• _READING TEXT_
start
Superhero films − how big genres live and die

11.2018 | Lee Blake

A word of caution: There be spoilers ‘round these here parts.

They say variety is the spice of life, which is perhaps why we have trends or modes. And in the same way nobody wants to eat the same thing for dinner every night, we can grow tired of the types of films we watch. We call these types of films genres, but once tired, it’s not like we can just throw out a genre and get a new one. They’re limited like that. And so, we have to recycle them, much like we do fashion trends (see 90s normcore in the 2010s). Superhero films are the most recent film genre (and, potentially on its way out). Although the superhero genre has been around since the mid-1940s, over the past two decades these films have occupied a place of cynosure among all genres available to us, on big and small screens alike.
end
• _DATA SHOWN_
start
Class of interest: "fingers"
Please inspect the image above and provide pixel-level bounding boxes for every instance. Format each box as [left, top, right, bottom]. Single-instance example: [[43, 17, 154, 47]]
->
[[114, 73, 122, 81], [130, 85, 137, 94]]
end
• _DO THIS_
Set down the part of the superhero films article above word for word, beginning at the words "They say variety" and stopping after "small screens alike.".

• _THE ANSWER_
They say variety is the spice of life, which is perhaps why we have trends or modes. And in the same way nobody wants to eat the same thing for dinner every night, we can grow tired of the types of films we watch. We call these types of films genres, but once tired, it’s not like we can just throw out a genre and get a new one. They’re limited like that. And so, we have to recycle them, much like we do fashion trends (see 90s normcore in the 2010s). Superhero films are the most recent film genre (and, potentially on its way out). Although the superhero genre has been around since the mid-1940s, over the past two decades these films have occupied a place of cynosure among all genres available to us, on big and small screens alike.